* **Task requirements**:
The records below must be transcribed exactly. Do not include the pictures.

* **Entries shown**:
========

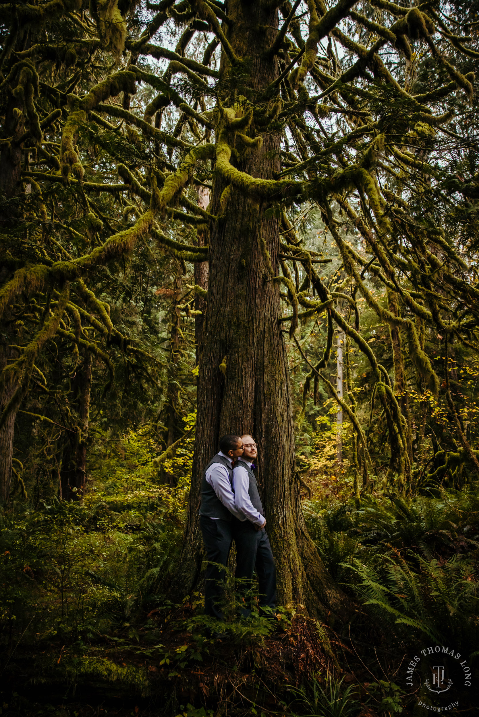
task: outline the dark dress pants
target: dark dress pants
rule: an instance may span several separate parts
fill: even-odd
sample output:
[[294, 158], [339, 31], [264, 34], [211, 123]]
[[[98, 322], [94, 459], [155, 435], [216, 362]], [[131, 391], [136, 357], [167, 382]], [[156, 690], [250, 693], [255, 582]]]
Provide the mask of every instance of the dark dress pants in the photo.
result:
[[[249, 521], [241, 523], [233, 518], [233, 537], [236, 543], [236, 572], [241, 579], [241, 592], [251, 588], [256, 568], [259, 587], [259, 606], [276, 607], [276, 566], [264, 528], [257, 531]], [[241, 610], [243, 617], [249, 617], [251, 607], [246, 604]]]
[[223, 583], [225, 571], [214, 563], [225, 567], [233, 541], [231, 523], [229, 521], [213, 521], [206, 516], [200, 516], [200, 526], [203, 536], [208, 565], [205, 582], [205, 614], [223, 619], [221, 609], [224, 591]]

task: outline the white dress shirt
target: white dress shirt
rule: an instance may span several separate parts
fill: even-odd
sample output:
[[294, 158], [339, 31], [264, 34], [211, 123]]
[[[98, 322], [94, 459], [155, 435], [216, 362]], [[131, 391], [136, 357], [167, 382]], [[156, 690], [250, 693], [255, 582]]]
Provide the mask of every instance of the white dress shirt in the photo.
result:
[[249, 475], [246, 469], [241, 465], [241, 461], [247, 464], [248, 467], [251, 467], [251, 460], [241, 458], [233, 471], [233, 490], [235, 493], [235, 505], [236, 510], [245, 518], [255, 526], [262, 526], [265, 518], [261, 513], [256, 511], [251, 503], [251, 499], [248, 493], [249, 488]]
[[[231, 462], [229, 455], [225, 455], [221, 451], [218, 451], [218, 455], [223, 456]], [[209, 483], [216, 493], [216, 497], [221, 501], [225, 508], [232, 513], [235, 518], [243, 521], [246, 521], [244, 515], [236, 509], [235, 505], [235, 495], [231, 489], [230, 483], [230, 475], [228, 469], [223, 463], [212, 463], [206, 471], [205, 475], [206, 483]], [[219, 518], [212, 518], [212, 521], [219, 521]]]

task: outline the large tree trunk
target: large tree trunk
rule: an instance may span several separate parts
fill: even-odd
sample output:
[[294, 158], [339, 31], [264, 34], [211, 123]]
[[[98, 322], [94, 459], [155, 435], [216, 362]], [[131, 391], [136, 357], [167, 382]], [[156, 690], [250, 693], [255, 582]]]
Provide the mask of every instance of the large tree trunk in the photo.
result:
[[[17, 351], [6, 343], [2, 342], [0, 334], [0, 374], [7, 365], [16, 358]], [[8, 405], [17, 389], [14, 381], [5, 382], [0, 391], [0, 416]], [[0, 428], [0, 500], [8, 502], [11, 485], [11, 461], [14, 455], [14, 431], [17, 412], [11, 411], [6, 420]]]
[[[205, 209], [210, 204], [210, 190], [205, 186], [198, 186], [198, 206], [202, 209]], [[197, 232], [198, 246], [204, 247], [205, 232], [203, 229]], [[208, 262], [197, 262], [195, 265], [195, 283], [208, 290]], [[205, 328], [205, 318], [206, 315], [206, 301], [198, 294], [195, 297], [195, 310], [201, 311], [201, 315], [195, 316], [195, 350], [196, 353], [196, 363], [200, 362], [200, 346], [203, 340], [203, 330]]]
[[[228, 36], [233, 49], [249, 58], [248, 84], [254, 91], [264, 89], [278, 74], [276, 59], [269, 60], [264, 53], [276, 35], [277, 10], [268, 9], [264, 2], [234, 0], [228, 4], [228, 14], [234, 22]], [[242, 92], [251, 93], [246, 88]], [[272, 179], [280, 168], [280, 139], [267, 132], [263, 141], [260, 150], [237, 166], [254, 177]], [[281, 603], [302, 604], [310, 614], [323, 617], [330, 611], [344, 614], [346, 601], [324, 569], [301, 509], [289, 376], [279, 324], [279, 287], [268, 275], [258, 244], [261, 223], [277, 275], [278, 222], [264, 217], [264, 206], [255, 214], [251, 200], [235, 189], [222, 211], [220, 197], [225, 187], [214, 176], [211, 212], [224, 214], [210, 231], [208, 322], [200, 363], [190, 505], [176, 587], [183, 595], [190, 592], [200, 570], [198, 508], [203, 467], [217, 451], [221, 435], [248, 432], [259, 442], [262, 499]]]
[[[173, 279], [173, 295], [170, 313], [169, 332], [169, 358], [168, 361], [168, 386], [167, 389], [167, 402], [164, 408], [164, 444], [166, 448], [169, 448], [178, 437], [178, 382], [177, 364], [180, 360], [180, 339], [181, 309], [180, 304], [182, 297], [182, 273], [181, 267], [177, 266], [177, 272]], [[172, 486], [175, 483], [175, 475], [169, 473], [162, 465], [160, 470], [160, 480]]]
[[65, 500], [80, 500], [86, 483], [86, 449], [90, 422], [91, 392], [91, 357], [86, 353], [77, 371], [73, 393], [78, 404], [78, 425], [75, 433], [69, 433], [63, 450], [61, 469], [61, 497]]

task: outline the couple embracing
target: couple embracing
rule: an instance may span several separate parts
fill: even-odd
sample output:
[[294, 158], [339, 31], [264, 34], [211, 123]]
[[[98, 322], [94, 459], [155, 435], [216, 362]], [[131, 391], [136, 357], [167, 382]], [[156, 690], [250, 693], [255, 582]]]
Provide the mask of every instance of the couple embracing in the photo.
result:
[[[260, 607], [275, 607], [276, 568], [254, 473], [257, 445], [247, 435], [226, 435], [220, 439], [219, 448], [203, 471], [200, 525], [208, 559], [205, 613], [222, 620], [225, 569], [221, 566], [228, 563], [233, 540], [235, 577], [248, 585], [256, 568]], [[242, 616], [250, 613], [245, 604]]]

========

* **Response**:
task: outline the dark dress pants
target: dark dress pants
rule: an instance may span several separate parts
fill: even-odd
sample output:
[[294, 158], [339, 31], [264, 34], [211, 123]]
[[[98, 322], [94, 459], [155, 435], [216, 362]], [[131, 391], [136, 357], [167, 382]], [[156, 690], [250, 693], [255, 582]]]
Provide the mask of every instance of the dark dress pants in the photo.
result:
[[[249, 521], [241, 523], [233, 518], [233, 537], [236, 543], [236, 572], [241, 579], [241, 592], [251, 588], [256, 568], [259, 587], [259, 606], [276, 607], [276, 566], [264, 528], [257, 531]], [[241, 610], [243, 617], [249, 617], [251, 607], [246, 604]]]
[[223, 583], [225, 571], [214, 563], [225, 567], [233, 541], [231, 523], [229, 521], [213, 521], [206, 516], [200, 516], [200, 526], [203, 536], [208, 565], [205, 582], [205, 614], [223, 619], [221, 609], [224, 591]]

task: outline the white dress shirt
target: white dress shirt
rule: an instance may span several separate parts
fill: even-odd
sample output:
[[294, 158], [339, 31], [264, 34], [211, 123]]
[[[98, 322], [94, 459], [155, 435], [216, 362]], [[131, 391], [136, 357], [167, 382]], [[156, 690], [250, 693], [255, 582]]]
Provide the mask of every instance of the white dress shirt in the photo.
result:
[[249, 475], [246, 469], [241, 465], [241, 461], [247, 464], [248, 467], [251, 467], [251, 460], [241, 458], [233, 471], [233, 490], [235, 493], [235, 505], [236, 510], [245, 518], [255, 526], [262, 526], [265, 518], [261, 513], [256, 511], [251, 503], [251, 499], [248, 493], [249, 488]]
[[[231, 462], [229, 455], [225, 455], [221, 451], [218, 451], [218, 455], [223, 456]], [[209, 483], [216, 493], [216, 497], [221, 501], [225, 508], [232, 513], [235, 518], [243, 521], [246, 521], [244, 515], [236, 509], [235, 505], [235, 495], [231, 489], [230, 483], [230, 475], [228, 469], [223, 463], [212, 463], [206, 471], [205, 475], [206, 483]], [[219, 518], [212, 518], [212, 521], [219, 521]]]

task: outline the large tree trunk
target: large tree trunk
rule: an instance may span several separate parts
fill: even-odd
sample output:
[[294, 158], [339, 31], [264, 34], [211, 123]]
[[[98, 322], [94, 459], [155, 435], [216, 362]], [[131, 391], [136, 357], [167, 382]], [[156, 690], [250, 693], [255, 582]]]
Provide the mask of every instance of the large tree trunk in the photo.
result:
[[[17, 351], [6, 343], [2, 342], [0, 334], [0, 374], [7, 365], [16, 358]], [[8, 405], [17, 389], [14, 381], [5, 382], [0, 391], [0, 416]], [[0, 428], [0, 500], [8, 502], [11, 485], [11, 461], [14, 455], [14, 431], [17, 412], [11, 411], [6, 420]]]
[[[205, 209], [210, 204], [210, 190], [205, 186], [198, 186], [198, 206], [202, 209]], [[197, 232], [198, 246], [204, 247], [205, 232], [203, 229]], [[208, 262], [197, 262], [195, 265], [195, 283], [208, 290]], [[205, 328], [205, 318], [206, 315], [206, 301], [198, 294], [195, 297], [195, 310], [201, 311], [201, 315], [195, 316], [195, 350], [196, 353], [196, 363], [200, 362], [200, 346], [203, 340], [203, 330]]]
[[[228, 36], [233, 49], [249, 58], [248, 84], [254, 91], [264, 89], [278, 74], [276, 59], [269, 60], [264, 53], [276, 35], [277, 10], [268, 9], [264, 2], [234, 0], [228, 4], [228, 14], [234, 22]], [[242, 92], [251, 93], [246, 88]], [[272, 179], [280, 168], [280, 139], [267, 132], [263, 141], [260, 150], [237, 166], [254, 177]], [[281, 603], [302, 604], [310, 614], [323, 617], [330, 611], [344, 614], [346, 601], [324, 569], [301, 509], [289, 376], [279, 324], [279, 287], [268, 275], [258, 244], [261, 223], [277, 275], [278, 222], [264, 217], [264, 206], [255, 214], [251, 200], [235, 189], [222, 211], [220, 197], [225, 187], [214, 176], [211, 212], [224, 214], [210, 231], [208, 322], [200, 363], [190, 505], [176, 587], [183, 595], [190, 592], [200, 570], [198, 508], [203, 467], [217, 451], [221, 435], [248, 432], [259, 442], [262, 499]]]
[[[173, 279], [173, 295], [170, 313], [169, 332], [169, 358], [168, 361], [168, 386], [167, 389], [167, 402], [164, 408], [164, 444], [166, 448], [169, 448], [178, 437], [178, 382], [177, 364], [180, 360], [180, 339], [181, 309], [180, 304], [182, 297], [182, 273], [181, 267], [177, 266], [177, 272]], [[172, 486], [175, 483], [175, 475], [169, 473], [162, 465], [160, 470], [160, 480]]]
[[65, 500], [80, 500], [86, 483], [86, 449], [90, 422], [91, 392], [91, 357], [86, 353], [77, 371], [73, 393], [78, 404], [78, 425], [75, 433], [69, 433], [63, 450], [61, 469], [61, 497]]

task: outline the couple embracing
target: couple embracing
rule: an instance may span several separate parts
fill: even-odd
sample output:
[[294, 158], [339, 31], [264, 34], [211, 123]]
[[[98, 322], [94, 459], [155, 435], [216, 362]], [[131, 391], [136, 357], [167, 382]], [[156, 690], [250, 693], [255, 582]]]
Provide the mask of every instance of the couple embracing in the photo.
result:
[[[260, 607], [275, 607], [276, 568], [254, 473], [257, 445], [247, 435], [226, 435], [220, 439], [219, 448], [203, 471], [200, 525], [208, 559], [205, 613], [222, 620], [225, 569], [221, 566], [228, 563], [233, 540], [235, 577], [248, 585], [256, 568]], [[242, 616], [250, 613], [245, 604]]]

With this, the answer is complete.